▶ _PROBLEM STATEMENT_: Please continue the Airbnb Madrid pricing analysis, starting after its final statement.

▶ _PASSAGE TO READ_:
* * *

# Airbnb Madrid Statistical Analysis

Analysis of Airbnb listings in Madrid to understand pricing patterns and factors influencing price per guest.

**Data files:** Assumed in `data/` folder

## Imports and Setup

In [None]:
import os

import pandas as pd
import matplotlib.pyplot as plt
import seaborn as sns

# Set style for professional visualizations
sns.set_style("whitegrid")
plt.rcParams["figure.figsize"] = (10, 6)

os.makedirs("output", exist_ok=True)

## Data Loading

In [None]:
# Load all Airbnb Madrid datasets (property details, conditions, location, reviews, host info)
property = pd.read_csv("data/airbnb_madrid_property.csv")
conditions = pd.read_csv("data/airbnb_madrid_conditions.csv")
location = pd.read_csv("data/airbnb_madrid_location.csv")
reviews = pd.read_csv("data/airbnb_madrid_reviews.csv")
host = pd.read_csv("data/airbnb_madrid_host.csv")

# Merge all datasets on listing ID to create unified dataset
df = property.merge(conditions, on="id").merge(location, on="id")\
        .merge(reviews, on="id").merge(host, on="id")

## Data Preparation & Feature Engineering

In [None]:
# Price per guest: key metric for comparing listings across different sizes
df["price_per_guest"] = df["price"] / df["accommodates"]

# Filter to top 10 neighborhoods by listing count for focused analysis
top_neighbourhoods = df["neighbourhood"].value_counts().head(10).index
df_top = df[df["neighbourhood"].isin(top_neighbourhoods)]

## Visualizations

### 1. Median Price per Guest by Top Neighborhoods

**Business insight:** Identify which popular neighborhoods offer better value

In [None]:
median_prices_df = df_top.groupby("neighbourhood", as_index=False)["price_per_guest"].median()

* * *

▶ _SOURCE MATERIAL_:
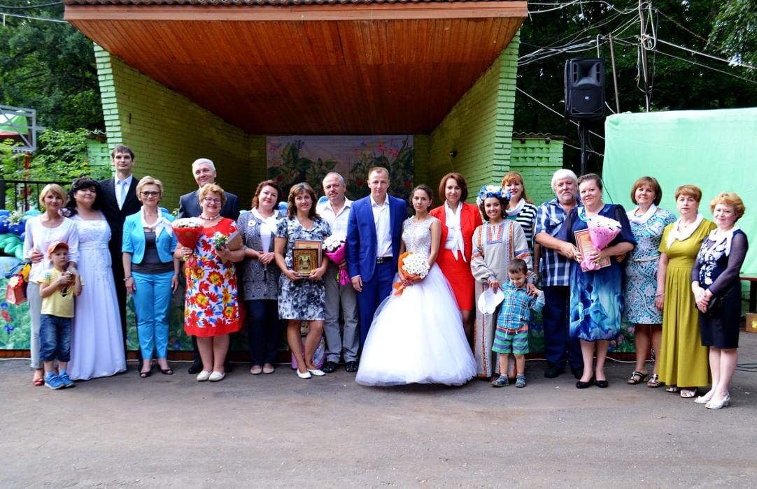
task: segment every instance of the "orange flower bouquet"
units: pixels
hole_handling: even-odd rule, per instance
[[[426,275],[428,274],[428,260],[417,253],[405,252],[400,255],[397,268],[400,270],[400,275],[404,276],[405,280],[425,278]],[[392,287],[394,288],[395,296],[402,295],[407,288],[401,280],[395,282],[392,284]]]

* * *

▶ _EXERCISE OUTPUT_:
median_prices_df = median_prices_df.sort_values("price_per_guest", ascending=True)

plt.figure(figsize=(10, 6))
plt.barh(median_prices_df["neighbourhood"], median_prices_df["price_per_guest"], color="steelblue", edgecolor="white", linewidth=0.5)
plt.title("Median Price per Guest in Top 10 Neighborhoods", fontsize=14, fontweight="bold")
plt.xlabel("Median Price per Guest (€)")
plt.ylabel("Neighborhood")
plt.grid(axis="x", alpha=0.3)
plt.tight_layout()
plt.savefig("output/price_by_neighborhood.png", dpi=150, bbox_inches="tight")
plt.show()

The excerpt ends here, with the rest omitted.